YOUR ASSIGNMENT: Please report how many lines below contain "light", writing nothing except the number.

Stored data entries

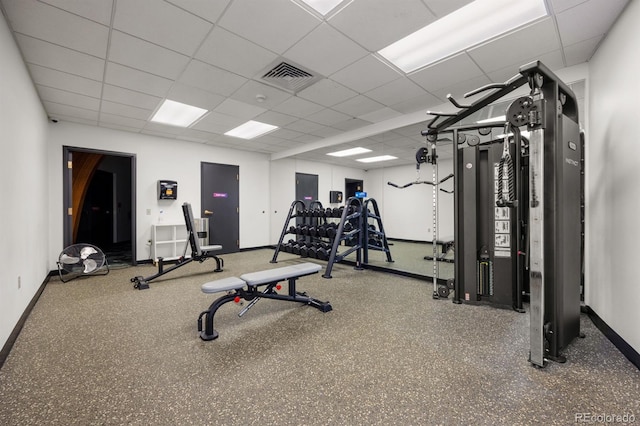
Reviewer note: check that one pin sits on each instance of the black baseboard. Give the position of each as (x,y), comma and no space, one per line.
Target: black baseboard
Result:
(4,353)
(626,349)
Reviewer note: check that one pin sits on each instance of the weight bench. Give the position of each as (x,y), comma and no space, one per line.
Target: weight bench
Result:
(236,290)
(198,252)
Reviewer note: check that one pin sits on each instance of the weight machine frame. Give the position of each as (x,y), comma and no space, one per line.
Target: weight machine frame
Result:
(554,251)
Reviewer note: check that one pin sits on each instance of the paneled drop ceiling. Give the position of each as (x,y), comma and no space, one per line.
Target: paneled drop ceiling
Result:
(111,63)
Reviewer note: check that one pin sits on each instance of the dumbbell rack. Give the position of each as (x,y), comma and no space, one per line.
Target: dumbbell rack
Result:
(351,234)
(314,234)
(318,237)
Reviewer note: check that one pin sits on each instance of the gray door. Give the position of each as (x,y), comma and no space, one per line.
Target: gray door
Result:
(220,202)
(351,186)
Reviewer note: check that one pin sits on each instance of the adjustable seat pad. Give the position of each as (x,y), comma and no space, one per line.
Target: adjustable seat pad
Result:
(280,274)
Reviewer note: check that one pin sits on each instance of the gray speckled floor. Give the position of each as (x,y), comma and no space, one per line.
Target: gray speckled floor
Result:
(97,352)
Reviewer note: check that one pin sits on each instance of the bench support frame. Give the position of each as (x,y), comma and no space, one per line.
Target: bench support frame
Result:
(251,293)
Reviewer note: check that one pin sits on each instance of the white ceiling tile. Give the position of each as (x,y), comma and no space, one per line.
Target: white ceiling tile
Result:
(275,25)
(304,126)
(196,135)
(446,73)
(96,10)
(325,51)
(366,74)
(49,94)
(376,24)
(395,91)
(328,117)
(276,118)
(136,53)
(205,9)
(459,89)
(43,21)
(71,119)
(298,107)
(239,109)
(161,23)
(248,92)
(358,106)
(582,51)
(60,58)
(285,134)
(380,115)
(352,124)
(327,93)
(553,61)
(65,81)
(222,49)
(445,7)
(325,132)
(562,5)
(133,79)
(54,109)
(491,55)
(306,138)
(588,20)
(210,78)
(106,118)
(162,129)
(129,97)
(416,103)
(125,110)
(193,96)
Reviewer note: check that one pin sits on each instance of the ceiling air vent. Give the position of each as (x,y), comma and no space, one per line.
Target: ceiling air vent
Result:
(288,76)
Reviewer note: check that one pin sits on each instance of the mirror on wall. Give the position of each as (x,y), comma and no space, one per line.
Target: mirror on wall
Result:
(407,214)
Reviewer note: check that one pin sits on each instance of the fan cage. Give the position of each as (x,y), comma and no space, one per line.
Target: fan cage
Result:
(81,259)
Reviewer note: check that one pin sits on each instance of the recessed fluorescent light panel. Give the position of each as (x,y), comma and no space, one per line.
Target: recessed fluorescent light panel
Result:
(251,129)
(322,6)
(376,159)
(177,114)
(348,152)
(468,26)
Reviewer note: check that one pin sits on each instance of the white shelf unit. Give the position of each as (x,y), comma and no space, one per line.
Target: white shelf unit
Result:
(168,241)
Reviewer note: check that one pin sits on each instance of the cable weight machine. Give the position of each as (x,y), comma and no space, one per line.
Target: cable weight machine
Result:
(552,249)
(428,155)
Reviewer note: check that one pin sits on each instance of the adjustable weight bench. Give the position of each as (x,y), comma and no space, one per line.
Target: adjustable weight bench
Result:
(235,288)
(198,252)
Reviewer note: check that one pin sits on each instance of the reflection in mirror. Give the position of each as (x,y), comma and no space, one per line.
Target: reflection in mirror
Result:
(407,214)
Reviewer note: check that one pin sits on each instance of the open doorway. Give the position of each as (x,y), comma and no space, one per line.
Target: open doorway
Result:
(99,200)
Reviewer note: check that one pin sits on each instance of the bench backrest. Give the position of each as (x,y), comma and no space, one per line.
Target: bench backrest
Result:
(190,223)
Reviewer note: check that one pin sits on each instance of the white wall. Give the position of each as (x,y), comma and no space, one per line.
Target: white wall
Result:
(407,213)
(161,158)
(283,189)
(613,177)
(25,197)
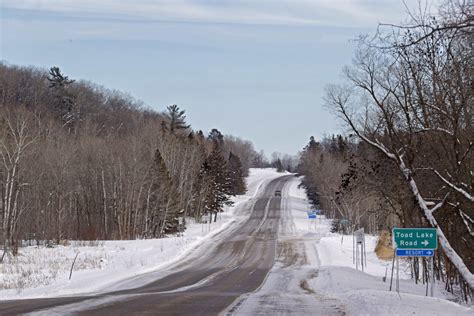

SOLUTION TO THIS PROBLEM: 2